Exercise aim: Reproduce each of the following items word for word, line by line.
--- START Records shown ---
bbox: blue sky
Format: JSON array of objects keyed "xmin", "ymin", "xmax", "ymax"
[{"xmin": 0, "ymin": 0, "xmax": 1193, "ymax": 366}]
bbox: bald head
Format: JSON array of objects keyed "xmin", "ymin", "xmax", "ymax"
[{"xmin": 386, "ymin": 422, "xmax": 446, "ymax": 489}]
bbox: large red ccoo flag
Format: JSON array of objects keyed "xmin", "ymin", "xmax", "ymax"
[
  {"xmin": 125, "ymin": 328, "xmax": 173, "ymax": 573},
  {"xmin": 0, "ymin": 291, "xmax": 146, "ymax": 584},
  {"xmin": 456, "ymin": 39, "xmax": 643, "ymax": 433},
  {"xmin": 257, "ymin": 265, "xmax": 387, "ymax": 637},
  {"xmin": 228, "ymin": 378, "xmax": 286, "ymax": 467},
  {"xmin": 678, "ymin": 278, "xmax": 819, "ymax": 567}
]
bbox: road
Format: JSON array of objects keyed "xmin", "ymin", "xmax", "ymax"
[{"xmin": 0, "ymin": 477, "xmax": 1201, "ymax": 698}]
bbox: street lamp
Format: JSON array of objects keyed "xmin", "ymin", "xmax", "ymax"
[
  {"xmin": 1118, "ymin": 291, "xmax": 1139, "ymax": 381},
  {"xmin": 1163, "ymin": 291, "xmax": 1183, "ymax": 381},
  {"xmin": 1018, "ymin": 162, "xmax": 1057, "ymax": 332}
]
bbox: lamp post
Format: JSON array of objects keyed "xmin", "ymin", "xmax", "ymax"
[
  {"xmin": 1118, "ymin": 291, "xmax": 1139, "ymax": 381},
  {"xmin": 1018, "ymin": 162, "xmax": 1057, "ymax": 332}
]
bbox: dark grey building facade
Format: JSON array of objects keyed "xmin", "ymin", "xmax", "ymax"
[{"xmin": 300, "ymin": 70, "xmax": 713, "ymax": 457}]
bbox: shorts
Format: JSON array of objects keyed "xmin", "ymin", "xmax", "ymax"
--- END Records shown ---
The reply:
bbox: blue sky
Format: JSON array of objects keyed "xmin", "ymin", "xmax", "ymax"
[{"xmin": 0, "ymin": 0, "xmax": 1193, "ymax": 366}]
bbox: bald head
Format: JSON array of objects keyed "xmin", "ymin", "xmax", "ymax"
[{"xmin": 386, "ymin": 422, "xmax": 446, "ymax": 489}]
bbox: large red ccoo flag
Format: JSON array of objects keyed "xmin", "ymin", "xmax", "ymax"
[
  {"xmin": 125, "ymin": 328, "xmax": 173, "ymax": 573},
  {"xmin": 0, "ymin": 291, "xmax": 146, "ymax": 584},
  {"xmin": 456, "ymin": 39, "xmax": 643, "ymax": 433},
  {"xmin": 257, "ymin": 265, "xmax": 387, "ymax": 637},
  {"xmin": 228, "ymin": 378, "xmax": 286, "ymax": 467},
  {"xmin": 678, "ymin": 278, "xmax": 819, "ymax": 567}
]
bbox: road
Format: JSON array of objects keyed "xmin", "ymin", "xmax", "ymax"
[{"xmin": 0, "ymin": 477, "xmax": 1201, "ymax": 698}]
bbox: street lamp
Format: JSON array of objects keyed "xmin", "ymin", "xmax", "ymax"
[
  {"xmin": 1118, "ymin": 291, "xmax": 1139, "ymax": 381},
  {"xmin": 1163, "ymin": 291, "xmax": 1183, "ymax": 381},
  {"xmin": 1018, "ymin": 162, "xmax": 1057, "ymax": 332}
]
bbox: lamp post
Format: JSON array of objects keyed "xmin", "ymin", "xmax", "ymax"
[
  {"xmin": 1118, "ymin": 291, "xmax": 1139, "ymax": 381},
  {"xmin": 1018, "ymin": 162, "xmax": 1057, "ymax": 332}
]
bbox: dark grey building facade
Format: JSON array of objects keyed "xmin", "ymin", "xmax", "ymax"
[{"xmin": 300, "ymin": 70, "xmax": 713, "ymax": 457}]
bbox: shorts
Format: JSON array of objects keyed "xmin", "ymin", "xmax", "ymax"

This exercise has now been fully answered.